__Task__: Revise the records below by changing every "place one dot" to "mark one point", leaving everything else unchanged.
·····
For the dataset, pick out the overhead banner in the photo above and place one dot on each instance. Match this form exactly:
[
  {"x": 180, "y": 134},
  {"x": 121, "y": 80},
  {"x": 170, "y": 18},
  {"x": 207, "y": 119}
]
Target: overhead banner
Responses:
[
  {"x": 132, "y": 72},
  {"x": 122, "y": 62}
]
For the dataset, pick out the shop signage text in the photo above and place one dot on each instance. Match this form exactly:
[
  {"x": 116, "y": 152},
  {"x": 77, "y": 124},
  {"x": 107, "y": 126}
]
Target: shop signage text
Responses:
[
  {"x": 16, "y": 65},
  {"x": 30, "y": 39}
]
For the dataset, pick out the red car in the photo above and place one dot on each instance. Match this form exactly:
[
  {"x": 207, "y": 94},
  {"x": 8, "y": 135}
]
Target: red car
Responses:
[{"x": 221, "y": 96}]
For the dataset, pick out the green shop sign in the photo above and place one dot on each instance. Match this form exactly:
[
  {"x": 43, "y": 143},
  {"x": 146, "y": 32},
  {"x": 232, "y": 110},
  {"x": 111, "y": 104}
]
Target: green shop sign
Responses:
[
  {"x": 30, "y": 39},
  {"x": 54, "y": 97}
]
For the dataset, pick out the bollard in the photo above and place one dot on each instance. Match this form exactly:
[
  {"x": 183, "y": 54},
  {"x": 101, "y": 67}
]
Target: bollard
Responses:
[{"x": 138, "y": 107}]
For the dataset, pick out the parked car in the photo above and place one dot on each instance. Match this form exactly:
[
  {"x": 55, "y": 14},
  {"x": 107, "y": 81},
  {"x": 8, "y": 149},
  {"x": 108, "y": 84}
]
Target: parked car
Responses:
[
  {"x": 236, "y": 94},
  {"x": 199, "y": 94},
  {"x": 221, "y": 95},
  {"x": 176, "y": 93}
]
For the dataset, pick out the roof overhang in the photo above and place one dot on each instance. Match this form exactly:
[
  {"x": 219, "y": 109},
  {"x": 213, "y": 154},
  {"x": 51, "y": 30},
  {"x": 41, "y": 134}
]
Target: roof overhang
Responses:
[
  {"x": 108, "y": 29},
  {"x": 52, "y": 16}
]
·····
__The answer__:
For the dataset, pick out the overhead banner in the photo above and mark one point on each instance. Match this form exactly:
[
  {"x": 180, "y": 134},
  {"x": 121, "y": 80},
  {"x": 170, "y": 18},
  {"x": 207, "y": 119}
]
Target: overhead banner
Responses:
[
  {"x": 132, "y": 72},
  {"x": 122, "y": 62}
]
For the dataset, pick out the shop signage text in the photo above and mark one point on each instance. Match this form exactly:
[
  {"x": 116, "y": 152},
  {"x": 77, "y": 124},
  {"x": 107, "y": 126}
]
Target: shop signage text
Responses:
[
  {"x": 16, "y": 65},
  {"x": 30, "y": 39}
]
For the dataset, pick out the red car in the photo above and mark one point on each instance. Match this form exactly:
[
  {"x": 207, "y": 94},
  {"x": 8, "y": 135}
]
Target: red car
Responses:
[{"x": 221, "y": 96}]
For the dataset, pick out the green shop sign in the photo above and mark one point on each instance. Match this form exactly:
[
  {"x": 43, "y": 143},
  {"x": 146, "y": 32},
  {"x": 232, "y": 110},
  {"x": 111, "y": 104}
]
Target: green shop sign
Responses:
[
  {"x": 30, "y": 39},
  {"x": 54, "y": 97}
]
For the dataset, pick out the bollard in the photo above and mark one point on each instance. Match this form exactly:
[
  {"x": 183, "y": 54},
  {"x": 101, "y": 67}
]
Target: bollard
Responses:
[{"x": 138, "y": 107}]
For the dataset, pick out the parked car in the photo above and mark one point on each instance. Match this form exactly:
[
  {"x": 55, "y": 14},
  {"x": 107, "y": 81},
  {"x": 8, "y": 149},
  {"x": 108, "y": 84}
]
Target: parked car
Responses:
[
  {"x": 236, "y": 94},
  {"x": 199, "y": 94},
  {"x": 221, "y": 95},
  {"x": 176, "y": 93}
]
For the dataset, pick out the roof overhang in the photo above and mark one point on each instance. Match this form exactly:
[
  {"x": 219, "y": 109},
  {"x": 213, "y": 154},
  {"x": 51, "y": 30},
  {"x": 41, "y": 134}
]
Target: roof overhang
Responses:
[
  {"x": 108, "y": 29},
  {"x": 52, "y": 16}
]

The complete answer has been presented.